## YOUR ASSIGNMENT
This exercise requires an exact output of the listing, images omitted.

## DATA
+ + + +

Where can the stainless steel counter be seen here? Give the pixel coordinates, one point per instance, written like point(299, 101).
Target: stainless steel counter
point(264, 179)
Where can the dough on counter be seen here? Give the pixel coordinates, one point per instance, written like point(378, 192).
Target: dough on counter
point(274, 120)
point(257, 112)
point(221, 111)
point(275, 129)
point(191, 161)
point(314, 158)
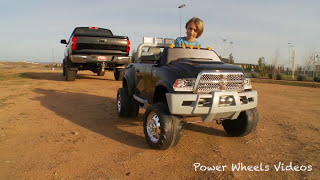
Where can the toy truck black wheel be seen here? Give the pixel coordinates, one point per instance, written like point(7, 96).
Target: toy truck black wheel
point(100, 72)
point(118, 74)
point(243, 125)
point(126, 105)
point(161, 129)
point(64, 68)
point(70, 74)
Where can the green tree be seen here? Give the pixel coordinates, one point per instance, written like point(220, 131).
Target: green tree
point(133, 56)
point(231, 60)
point(262, 66)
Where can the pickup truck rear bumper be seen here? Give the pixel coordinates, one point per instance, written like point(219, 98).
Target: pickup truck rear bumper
point(208, 106)
point(99, 59)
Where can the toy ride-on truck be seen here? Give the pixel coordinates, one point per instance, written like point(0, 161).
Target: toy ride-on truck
point(95, 49)
point(178, 82)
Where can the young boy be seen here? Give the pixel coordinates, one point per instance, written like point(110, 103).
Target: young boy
point(194, 29)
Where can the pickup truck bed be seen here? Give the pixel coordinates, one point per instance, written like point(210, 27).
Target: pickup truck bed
point(95, 49)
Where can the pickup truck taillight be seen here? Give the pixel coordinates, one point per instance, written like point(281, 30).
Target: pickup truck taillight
point(128, 46)
point(74, 43)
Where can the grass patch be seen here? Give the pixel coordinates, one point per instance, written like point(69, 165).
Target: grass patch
point(290, 83)
point(6, 77)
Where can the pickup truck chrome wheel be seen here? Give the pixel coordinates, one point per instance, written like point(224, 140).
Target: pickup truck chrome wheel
point(161, 129)
point(153, 127)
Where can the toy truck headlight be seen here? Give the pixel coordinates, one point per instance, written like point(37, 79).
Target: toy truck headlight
point(186, 84)
point(247, 83)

+ + + +

## REPLY TO THE EXERCISE
Where can the stainless steel counter be seen here? Give the pixel coordinates, one point per instance, written like point(299, 101).
Target: stainless steel counter
point(264, 179)
Where can the dough on counter be seen here? Give the pixel coordinates, one point per instance, written like point(378, 192).
Target: dough on counter
point(274, 120)
point(257, 112)
point(221, 111)
point(275, 129)
point(191, 161)
point(314, 158)
Where can the toy truck black wheel be seen here? Give the pixel coordinates, one point per instance, written like point(7, 96).
Target: toy truck black wheel
point(100, 72)
point(118, 74)
point(243, 125)
point(126, 105)
point(161, 129)
point(64, 68)
point(70, 74)
Where can the green tree be seen here? Give the pixel coordinates, one point per instance, written like point(220, 131).
Target: green tree
point(133, 56)
point(231, 60)
point(262, 66)
Where can the pickup truck rear bumper be seen here? Give the pixel coordinates, one point per instance, written like point(219, 98).
Target: pickup truck rear bumper
point(208, 106)
point(99, 59)
Where can the toy ride-on truck be seen here? Give the pixel coordinates, one point per instance, written like point(0, 161).
Target: toy ride-on truck
point(95, 49)
point(178, 82)
Where can the young boy be seen here? Give the pixel coordinates, one point per instance, written like point(110, 103).
Target: young boy
point(194, 29)
Where can the pickup truck bed be seen here? Give the pixel coordinates, one point per instance, written like point(210, 27).
Target: pickup truck bed
point(95, 49)
Where can the pickup truck taillight be seen here? Give the pixel coordinates, one point per instance, written like point(281, 30).
Target: pickup truck taillight
point(128, 46)
point(74, 43)
Where can the grass patch be seen here? Give the pixel coordinates, one point per instance, written like point(69, 165).
Target: grass patch
point(290, 83)
point(6, 77)
Where can the pickup truck chrome wheel be seen here? Give the pixel coordinates, one point per instance, written like point(224, 140).
Target: pickup truck chrome wheel
point(161, 129)
point(153, 127)
Where can the toy truck headlight be seen here? Give the pixel coordinates, one point per instance, written like point(37, 79).
Target: toy truck headlight
point(186, 84)
point(247, 83)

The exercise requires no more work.